§ The exercise:
Transcribe the lines of the records starting with the one that has "on banner --bbox" in it and ending with the last, and transcribe nothing else.

§ Records shown:
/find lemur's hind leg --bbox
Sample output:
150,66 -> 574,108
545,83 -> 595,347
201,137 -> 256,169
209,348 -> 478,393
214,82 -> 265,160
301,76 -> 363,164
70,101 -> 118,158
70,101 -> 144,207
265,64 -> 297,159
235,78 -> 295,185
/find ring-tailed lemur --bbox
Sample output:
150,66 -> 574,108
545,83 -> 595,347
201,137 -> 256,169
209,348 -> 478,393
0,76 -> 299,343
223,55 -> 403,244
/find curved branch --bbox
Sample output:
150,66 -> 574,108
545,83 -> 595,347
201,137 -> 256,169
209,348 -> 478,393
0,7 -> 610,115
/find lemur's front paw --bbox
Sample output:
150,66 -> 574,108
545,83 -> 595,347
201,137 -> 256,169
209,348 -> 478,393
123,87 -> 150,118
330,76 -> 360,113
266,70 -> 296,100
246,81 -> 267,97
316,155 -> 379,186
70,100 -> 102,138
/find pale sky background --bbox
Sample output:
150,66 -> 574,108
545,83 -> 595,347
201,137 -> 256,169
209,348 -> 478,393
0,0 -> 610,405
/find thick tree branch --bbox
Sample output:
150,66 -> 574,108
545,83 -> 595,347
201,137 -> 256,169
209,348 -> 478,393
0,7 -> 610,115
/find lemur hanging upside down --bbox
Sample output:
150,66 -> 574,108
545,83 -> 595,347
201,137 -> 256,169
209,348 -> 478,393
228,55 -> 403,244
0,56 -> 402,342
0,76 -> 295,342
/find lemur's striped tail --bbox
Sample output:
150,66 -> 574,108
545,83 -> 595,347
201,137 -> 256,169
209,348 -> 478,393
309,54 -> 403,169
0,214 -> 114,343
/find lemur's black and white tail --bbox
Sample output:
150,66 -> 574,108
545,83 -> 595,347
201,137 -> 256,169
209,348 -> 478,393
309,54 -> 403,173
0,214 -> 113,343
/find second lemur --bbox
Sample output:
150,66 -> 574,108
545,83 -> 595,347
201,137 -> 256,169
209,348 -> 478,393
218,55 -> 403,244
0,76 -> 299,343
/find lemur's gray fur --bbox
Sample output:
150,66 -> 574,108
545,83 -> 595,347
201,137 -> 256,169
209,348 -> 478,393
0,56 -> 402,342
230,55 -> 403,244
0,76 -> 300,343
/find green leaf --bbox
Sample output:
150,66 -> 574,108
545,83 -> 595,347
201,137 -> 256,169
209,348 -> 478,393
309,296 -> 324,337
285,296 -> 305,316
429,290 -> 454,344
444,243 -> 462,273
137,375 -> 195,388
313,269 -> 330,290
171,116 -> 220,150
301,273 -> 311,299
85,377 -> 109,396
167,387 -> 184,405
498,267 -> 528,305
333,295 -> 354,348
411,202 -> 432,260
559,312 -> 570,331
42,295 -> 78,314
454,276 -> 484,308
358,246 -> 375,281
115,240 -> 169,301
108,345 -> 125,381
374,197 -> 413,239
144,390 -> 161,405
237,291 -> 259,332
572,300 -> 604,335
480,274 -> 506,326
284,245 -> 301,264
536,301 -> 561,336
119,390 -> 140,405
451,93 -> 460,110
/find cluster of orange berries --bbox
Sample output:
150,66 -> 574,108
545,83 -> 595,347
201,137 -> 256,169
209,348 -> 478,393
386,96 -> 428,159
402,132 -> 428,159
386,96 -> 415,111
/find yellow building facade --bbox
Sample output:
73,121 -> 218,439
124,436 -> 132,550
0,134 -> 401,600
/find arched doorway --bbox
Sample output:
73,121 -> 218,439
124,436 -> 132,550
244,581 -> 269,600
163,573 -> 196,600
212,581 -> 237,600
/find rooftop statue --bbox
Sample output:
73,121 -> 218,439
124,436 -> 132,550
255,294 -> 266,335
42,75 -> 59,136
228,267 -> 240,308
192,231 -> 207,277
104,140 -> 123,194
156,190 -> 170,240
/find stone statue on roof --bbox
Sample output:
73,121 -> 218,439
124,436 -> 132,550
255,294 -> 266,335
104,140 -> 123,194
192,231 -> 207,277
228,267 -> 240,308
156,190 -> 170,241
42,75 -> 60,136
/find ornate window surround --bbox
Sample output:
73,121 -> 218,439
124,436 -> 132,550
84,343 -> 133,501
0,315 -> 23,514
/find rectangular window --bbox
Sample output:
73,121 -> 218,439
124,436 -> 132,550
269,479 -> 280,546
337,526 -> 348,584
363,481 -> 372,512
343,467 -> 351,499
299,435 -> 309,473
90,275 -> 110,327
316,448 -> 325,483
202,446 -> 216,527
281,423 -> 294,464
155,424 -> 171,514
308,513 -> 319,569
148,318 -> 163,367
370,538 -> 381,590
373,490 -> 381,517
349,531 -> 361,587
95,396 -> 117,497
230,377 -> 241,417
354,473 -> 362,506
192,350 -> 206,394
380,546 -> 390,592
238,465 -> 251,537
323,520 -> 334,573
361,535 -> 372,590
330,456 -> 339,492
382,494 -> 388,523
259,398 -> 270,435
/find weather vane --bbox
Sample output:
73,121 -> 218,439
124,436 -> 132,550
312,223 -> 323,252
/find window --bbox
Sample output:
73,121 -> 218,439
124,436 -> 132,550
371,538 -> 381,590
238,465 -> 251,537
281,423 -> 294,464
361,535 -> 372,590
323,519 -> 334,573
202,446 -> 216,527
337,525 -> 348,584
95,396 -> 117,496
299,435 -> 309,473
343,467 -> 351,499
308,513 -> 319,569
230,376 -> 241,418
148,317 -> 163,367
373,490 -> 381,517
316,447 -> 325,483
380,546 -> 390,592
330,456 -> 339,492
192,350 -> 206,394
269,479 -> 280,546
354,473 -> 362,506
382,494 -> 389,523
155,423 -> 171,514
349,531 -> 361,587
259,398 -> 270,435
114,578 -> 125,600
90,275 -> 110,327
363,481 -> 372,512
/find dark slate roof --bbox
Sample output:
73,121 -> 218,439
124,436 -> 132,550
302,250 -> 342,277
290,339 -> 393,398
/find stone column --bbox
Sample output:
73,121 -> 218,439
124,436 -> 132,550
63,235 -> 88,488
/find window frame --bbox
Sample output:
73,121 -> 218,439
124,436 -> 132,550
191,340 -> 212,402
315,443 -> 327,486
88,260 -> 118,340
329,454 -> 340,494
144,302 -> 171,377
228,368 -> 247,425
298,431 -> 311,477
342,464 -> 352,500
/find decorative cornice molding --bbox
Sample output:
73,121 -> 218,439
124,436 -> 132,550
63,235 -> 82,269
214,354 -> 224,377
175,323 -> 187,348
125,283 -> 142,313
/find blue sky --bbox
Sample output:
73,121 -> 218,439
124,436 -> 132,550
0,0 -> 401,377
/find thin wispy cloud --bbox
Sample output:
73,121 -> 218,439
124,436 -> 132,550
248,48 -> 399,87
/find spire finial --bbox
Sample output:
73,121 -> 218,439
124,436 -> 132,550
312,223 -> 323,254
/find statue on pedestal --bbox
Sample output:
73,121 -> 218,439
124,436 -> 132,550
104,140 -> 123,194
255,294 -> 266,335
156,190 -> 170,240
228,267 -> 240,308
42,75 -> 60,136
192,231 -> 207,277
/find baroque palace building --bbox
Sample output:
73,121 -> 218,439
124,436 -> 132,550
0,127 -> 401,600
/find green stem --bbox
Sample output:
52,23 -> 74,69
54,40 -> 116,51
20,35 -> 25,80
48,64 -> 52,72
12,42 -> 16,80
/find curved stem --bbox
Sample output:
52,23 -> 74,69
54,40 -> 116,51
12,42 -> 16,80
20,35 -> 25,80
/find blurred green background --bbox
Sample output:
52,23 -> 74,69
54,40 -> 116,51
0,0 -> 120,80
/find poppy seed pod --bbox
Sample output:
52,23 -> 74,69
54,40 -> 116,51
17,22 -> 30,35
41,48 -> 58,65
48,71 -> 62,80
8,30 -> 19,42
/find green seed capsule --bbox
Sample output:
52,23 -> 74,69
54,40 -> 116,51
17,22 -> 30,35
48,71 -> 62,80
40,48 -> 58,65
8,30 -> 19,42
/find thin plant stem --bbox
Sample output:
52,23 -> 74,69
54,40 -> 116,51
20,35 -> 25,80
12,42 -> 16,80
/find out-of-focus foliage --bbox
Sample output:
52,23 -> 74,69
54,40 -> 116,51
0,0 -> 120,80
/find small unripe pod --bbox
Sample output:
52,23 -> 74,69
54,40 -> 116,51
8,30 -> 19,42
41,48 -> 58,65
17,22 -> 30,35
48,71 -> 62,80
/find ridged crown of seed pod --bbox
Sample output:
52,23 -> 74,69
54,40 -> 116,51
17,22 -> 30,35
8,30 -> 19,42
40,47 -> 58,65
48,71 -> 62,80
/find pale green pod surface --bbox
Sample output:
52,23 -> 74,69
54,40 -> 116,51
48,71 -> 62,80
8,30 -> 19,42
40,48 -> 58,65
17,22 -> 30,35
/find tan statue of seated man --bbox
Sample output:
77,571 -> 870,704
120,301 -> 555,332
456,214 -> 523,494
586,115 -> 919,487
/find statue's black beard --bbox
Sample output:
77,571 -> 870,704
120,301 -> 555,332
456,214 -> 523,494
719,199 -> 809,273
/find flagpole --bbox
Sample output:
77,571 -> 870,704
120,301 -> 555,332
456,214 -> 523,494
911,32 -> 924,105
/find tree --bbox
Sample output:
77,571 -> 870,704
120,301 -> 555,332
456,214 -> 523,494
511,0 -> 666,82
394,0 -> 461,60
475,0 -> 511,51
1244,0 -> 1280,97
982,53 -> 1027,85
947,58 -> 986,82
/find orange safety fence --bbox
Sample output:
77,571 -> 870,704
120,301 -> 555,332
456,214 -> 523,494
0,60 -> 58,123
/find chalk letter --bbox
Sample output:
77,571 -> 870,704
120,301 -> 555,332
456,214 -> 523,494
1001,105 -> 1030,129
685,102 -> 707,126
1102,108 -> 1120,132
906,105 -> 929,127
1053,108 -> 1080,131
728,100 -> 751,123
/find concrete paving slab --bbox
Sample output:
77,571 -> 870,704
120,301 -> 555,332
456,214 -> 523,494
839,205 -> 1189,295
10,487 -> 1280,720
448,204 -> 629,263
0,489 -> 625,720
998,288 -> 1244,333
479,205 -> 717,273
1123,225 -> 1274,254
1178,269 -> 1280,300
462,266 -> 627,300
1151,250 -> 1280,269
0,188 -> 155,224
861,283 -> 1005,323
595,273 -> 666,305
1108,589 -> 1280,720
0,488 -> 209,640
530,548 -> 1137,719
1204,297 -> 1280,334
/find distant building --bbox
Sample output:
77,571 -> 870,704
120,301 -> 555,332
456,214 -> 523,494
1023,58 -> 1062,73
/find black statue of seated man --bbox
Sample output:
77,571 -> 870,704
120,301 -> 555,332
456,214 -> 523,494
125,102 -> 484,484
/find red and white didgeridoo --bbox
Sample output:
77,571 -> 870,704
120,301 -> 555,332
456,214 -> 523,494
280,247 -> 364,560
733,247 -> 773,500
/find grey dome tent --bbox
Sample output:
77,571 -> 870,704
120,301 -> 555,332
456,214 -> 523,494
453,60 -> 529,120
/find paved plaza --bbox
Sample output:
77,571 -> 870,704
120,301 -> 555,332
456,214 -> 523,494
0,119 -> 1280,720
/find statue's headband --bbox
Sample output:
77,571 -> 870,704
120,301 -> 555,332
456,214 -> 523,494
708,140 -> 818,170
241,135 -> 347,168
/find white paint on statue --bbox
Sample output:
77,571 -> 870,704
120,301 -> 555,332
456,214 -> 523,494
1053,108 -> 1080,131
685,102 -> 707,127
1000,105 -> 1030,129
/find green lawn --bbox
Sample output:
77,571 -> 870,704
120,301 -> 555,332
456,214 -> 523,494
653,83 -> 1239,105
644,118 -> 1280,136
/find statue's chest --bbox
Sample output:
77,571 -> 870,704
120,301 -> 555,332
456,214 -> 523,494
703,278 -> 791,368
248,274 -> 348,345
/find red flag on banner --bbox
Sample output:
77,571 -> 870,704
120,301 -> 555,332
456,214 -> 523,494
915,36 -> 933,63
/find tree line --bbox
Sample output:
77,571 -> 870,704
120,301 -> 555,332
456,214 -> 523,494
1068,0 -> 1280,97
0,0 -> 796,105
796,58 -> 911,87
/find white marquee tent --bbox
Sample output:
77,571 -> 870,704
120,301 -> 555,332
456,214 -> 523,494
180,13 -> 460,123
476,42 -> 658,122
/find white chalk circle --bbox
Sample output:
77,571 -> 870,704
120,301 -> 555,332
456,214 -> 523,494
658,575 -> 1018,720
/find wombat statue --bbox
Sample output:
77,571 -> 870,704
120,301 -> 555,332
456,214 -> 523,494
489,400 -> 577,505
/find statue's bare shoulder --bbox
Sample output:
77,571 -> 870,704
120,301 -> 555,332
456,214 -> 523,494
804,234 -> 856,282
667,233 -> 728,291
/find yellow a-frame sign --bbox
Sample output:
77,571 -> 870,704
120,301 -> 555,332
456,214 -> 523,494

§ Solution below:
/find red flag on banner --bbox
Sample output:
77,571 -> 870,704
120,301 -> 555,332
456,214 -> 523,494
915,36 -> 933,63
/find tree line --bbox
Sample output:
77,571 -> 870,704
120,301 -> 555,332
456,214 -> 523,494
1068,0 -> 1280,97
0,0 -> 796,105
796,58 -> 911,87
/find white marquee tent --bbox
Sample output:
77,571 -> 870,704
120,301 -> 555,332
456,214 -> 523,494
180,13 -> 460,123
476,42 -> 658,122
/find white chalk circle --bbox
Sample output:
77,571 -> 870,704
120,301 -> 555,332
456,214 -> 523,494
658,575 -> 1018,720
/find wombat statue --bbox
Sample output:
77,571 -> 870,704
120,301 -> 555,332
456,214 -> 523,494
489,400 -> 577,505
/find statue's bare shoulder --bbox
Sample output:
77,571 -> 870,704
120,301 -> 555,332
456,214 -> 523,494
804,234 -> 856,282
667,233 -> 728,291
/find yellow a-frame sign --bbox
Sample output:
77,571 -> 870,704
120,301 -> 555,332
456,214 -> 523,494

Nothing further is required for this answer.